--- start Listed entries ---
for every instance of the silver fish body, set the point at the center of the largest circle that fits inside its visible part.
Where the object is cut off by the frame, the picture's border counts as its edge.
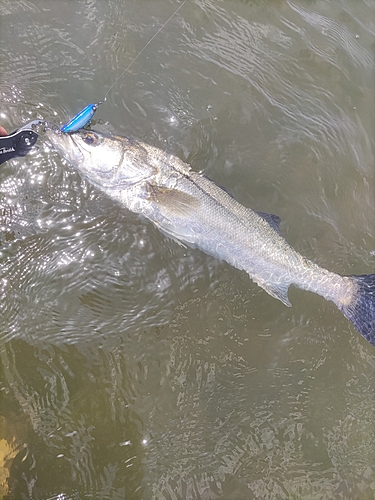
(192, 209)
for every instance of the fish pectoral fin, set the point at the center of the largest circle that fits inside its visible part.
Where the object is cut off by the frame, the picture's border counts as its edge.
(277, 290)
(175, 201)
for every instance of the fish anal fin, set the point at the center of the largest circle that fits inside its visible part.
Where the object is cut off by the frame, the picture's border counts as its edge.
(174, 200)
(273, 220)
(277, 290)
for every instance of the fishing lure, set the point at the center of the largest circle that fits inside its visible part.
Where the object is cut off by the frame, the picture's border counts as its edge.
(81, 119)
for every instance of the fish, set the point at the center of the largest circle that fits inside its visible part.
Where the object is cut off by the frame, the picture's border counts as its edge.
(193, 210)
(81, 119)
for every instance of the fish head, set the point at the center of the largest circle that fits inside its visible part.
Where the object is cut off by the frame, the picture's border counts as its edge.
(110, 162)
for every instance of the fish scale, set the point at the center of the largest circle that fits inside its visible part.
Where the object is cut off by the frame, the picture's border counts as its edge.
(192, 209)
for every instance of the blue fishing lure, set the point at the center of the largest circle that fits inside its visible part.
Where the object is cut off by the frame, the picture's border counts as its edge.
(81, 119)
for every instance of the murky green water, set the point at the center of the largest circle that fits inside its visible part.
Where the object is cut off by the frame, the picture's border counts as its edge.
(132, 367)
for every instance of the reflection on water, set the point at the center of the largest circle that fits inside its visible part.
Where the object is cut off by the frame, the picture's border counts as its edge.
(132, 367)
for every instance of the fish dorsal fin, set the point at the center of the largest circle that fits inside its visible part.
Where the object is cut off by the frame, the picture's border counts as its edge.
(173, 200)
(277, 290)
(273, 220)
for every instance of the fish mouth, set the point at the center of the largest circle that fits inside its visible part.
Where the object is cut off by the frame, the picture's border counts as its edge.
(64, 143)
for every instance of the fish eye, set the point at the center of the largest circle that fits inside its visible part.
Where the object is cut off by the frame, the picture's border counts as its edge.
--- end Listed entries ---
** Exercise **
Render the rows above as a numbered list, leaving out blank lines and the picture.

** Output for this exercise **
1. for every instance of the silver fish body, set the point at the center of the largest circle that fits inside its visible part.
2. Where the object is cut off by the frame, the picture's border counts as its edge.
3. (192, 209)
4. for every instance of the fish pectoral fin, set the point at the center of the largest circle that fits inside its visible part.
5. Where the object is cut off by the frame, the picture's border counts as its edge.
6. (277, 290)
7. (175, 201)
8. for every instance of the fish anal fin, set the point at the center of the largest circle that fits inside its visible part.
9. Where the object is cut off by the frame, the picture's border counts as its edge.
10. (174, 200)
11. (273, 220)
12. (277, 290)
13. for every instance of the fishing lure, set the point at the center of the largest circle that fits inside its visible part.
14. Where the object is cut off by the frame, the picture's border counts as its edge.
15. (81, 119)
16. for every instance of the fish, set the point at the center of the largest circle that fits inside its visible part.
17. Where the object is cut off by the frame, the picture's border counts as its edge.
18. (193, 210)
19. (81, 119)
20. for every instance of the fish head, set the point at the center of the largest circle that fits inside its visible part.
21. Where the object is cut off by the frame, the picture's border counts as its edge.
22. (110, 162)
23. for every instance of the fish scale, set the point at the center of the largest circle that fits inside its visible part.
24. Where the object is cut off by the frame, the picture's border counts as its edge.
25. (192, 209)
26. for every instance of the blue fishing lure, set the point at the center of the largest circle that fits inside its visible part.
27. Where the object is cut off by the frame, the picture's border counts as its edge.
28. (81, 119)
29. for every instance of the murky green water, set the point at the center of the largest circle that fits inside its visible part.
30. Where the object is cut off by the frame, the picture's border counts as its edge.
31. (132, 367)
32. for every instance of the reflection on water, set the point at the center of the largest circle that fits inside its visible part.
33. Where the object is cut off by the frame, the picture's border counts as its edge.
34. (132, 367)
35. for every instance of the fish dorsal fin, set the point at the center of the largest circle that fits inside its visible part.
36. Where the object is cut off by the frame, the picture's border counts as its edge.
37. (173, 200)
38. (277, 290)
39. (273, 220)
40. for every instance of the fish mouth, set the point at the center of the largest circle that fits inside its visible part.
41. Where the object is cut off by the frame, the picture's border counts as its edge.
42. (64, 143)
43. for every instance of the fish eye, set the point at the center of the largest circle that fits inside its visible part.
44. Where the object is cut off by the frame, the picture's border counts as its edge.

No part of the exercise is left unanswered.